* [Teks Bacaan]:
######

Istri Alimin adalah adik angkatan saya di Ilmu Kelautan Unhas. Alimin yang datang dari tanah Jawa layak didaulat sebagai figur penting di Puntondo.

Terlepas dari keinginan untuk menghidupkan dan melindungi lahan di sekitar Puntondo (utamanya bakau), sebenarnya, pemilihan kawasan pesisir di Teluk Laikang dianggap berjudi karena tidak lazim.

Jaraknya yang jauh dari pusat kota Makassar, sekitar 60 kilometer adalah salah satu alasannya. Jarak yang jauh tidak menarik warga Kota untuk berkunjung.

Setidaknya pada awal pendiriannya. Habitat dan substrat tanah di sana merupakan perpaduan ekosistem laut dan pantai. Para pionir itu terus bertahan.

Kampung ini dahulu sangat sunyi dan jauh dari keramaian. Rumah warga masih sangat kurang. Hanya beberapa nelayan lokal yang mencari ikan dengan memasang pukat . Yang banyak datang adalah pembeli kayu. Mereka datang silih berganti.

“Lahannya keras dan berbatu,” kata Daeng Laga, warga Puntondo yang menjadi penjaga kompleks itu.

Daeng Laga bertanggung menjawab atas keamanan kompleks ini. Laga juga memiliki lahan di sana tetapi telah menjualnya. Kami menjual masih sangat murah. Masih 800 ribu per hektar.

“Dahulu ada banyak pohon bakau yang tumbuh liar di sini.”

Puntondo adalah daya tarik para pencari kayu bakau. Berpuluh-puluh tahun sebelumnya, nelayan-nelayan dari pesisir selatan Sulawesi Selatan seperti dari Jeneponto, Galesong, Mangindara, Popo dan nelayan dari pulau-pulau sepanjang selat Makassar mengambil kayu bakar di Kawasan Teluk Laikang.

Kayu bakau (Kayu Bangko, Makassar) oleh mereka digunakan sebagai bekal untuk melaut.

######

* [Daftar Tersedia]:
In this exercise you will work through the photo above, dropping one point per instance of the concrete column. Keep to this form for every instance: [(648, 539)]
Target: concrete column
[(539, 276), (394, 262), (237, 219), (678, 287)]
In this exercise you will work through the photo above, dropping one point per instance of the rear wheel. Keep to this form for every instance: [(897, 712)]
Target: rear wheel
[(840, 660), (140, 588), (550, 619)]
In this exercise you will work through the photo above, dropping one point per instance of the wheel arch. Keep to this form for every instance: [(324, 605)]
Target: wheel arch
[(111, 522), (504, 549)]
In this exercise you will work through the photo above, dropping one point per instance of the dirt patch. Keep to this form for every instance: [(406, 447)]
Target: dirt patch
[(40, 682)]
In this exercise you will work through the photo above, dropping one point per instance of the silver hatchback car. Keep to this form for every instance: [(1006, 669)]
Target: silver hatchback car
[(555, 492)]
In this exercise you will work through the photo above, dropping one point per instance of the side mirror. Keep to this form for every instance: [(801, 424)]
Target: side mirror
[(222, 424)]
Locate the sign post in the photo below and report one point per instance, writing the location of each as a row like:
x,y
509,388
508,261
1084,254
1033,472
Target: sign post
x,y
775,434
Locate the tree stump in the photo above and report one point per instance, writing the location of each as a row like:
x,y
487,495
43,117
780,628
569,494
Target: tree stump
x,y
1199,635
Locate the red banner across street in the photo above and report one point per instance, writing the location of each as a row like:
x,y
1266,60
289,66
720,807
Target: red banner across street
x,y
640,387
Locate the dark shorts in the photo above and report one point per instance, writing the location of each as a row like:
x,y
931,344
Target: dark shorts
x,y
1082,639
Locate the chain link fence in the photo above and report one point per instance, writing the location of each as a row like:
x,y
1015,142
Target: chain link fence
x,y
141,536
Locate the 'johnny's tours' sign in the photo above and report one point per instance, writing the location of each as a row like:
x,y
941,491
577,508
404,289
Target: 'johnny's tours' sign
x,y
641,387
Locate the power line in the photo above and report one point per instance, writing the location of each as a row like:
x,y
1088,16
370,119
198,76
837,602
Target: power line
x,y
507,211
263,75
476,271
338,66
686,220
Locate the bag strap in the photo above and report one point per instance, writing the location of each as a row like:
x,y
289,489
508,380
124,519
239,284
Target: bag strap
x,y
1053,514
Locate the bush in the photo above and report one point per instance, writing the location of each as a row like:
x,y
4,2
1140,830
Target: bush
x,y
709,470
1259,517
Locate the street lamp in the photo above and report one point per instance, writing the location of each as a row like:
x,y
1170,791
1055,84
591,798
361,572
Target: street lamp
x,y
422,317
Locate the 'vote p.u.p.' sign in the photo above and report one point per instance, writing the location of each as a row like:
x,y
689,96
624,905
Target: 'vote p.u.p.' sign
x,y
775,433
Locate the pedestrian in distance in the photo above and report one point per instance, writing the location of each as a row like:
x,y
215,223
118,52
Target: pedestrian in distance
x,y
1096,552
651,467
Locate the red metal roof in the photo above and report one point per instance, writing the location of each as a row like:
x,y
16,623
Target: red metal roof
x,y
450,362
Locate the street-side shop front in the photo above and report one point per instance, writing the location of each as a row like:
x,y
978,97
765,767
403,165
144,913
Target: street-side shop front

######

* [Petunjuk]: Menurut bacaan tentang Puntondo, berapa jarak kawasan pesisir di Teluk Laikang dari pusat kota Makassar? Daftar ini diambil dari sumber lain.

* [Jawaban Latihan]: Sekitar 60 kilometer.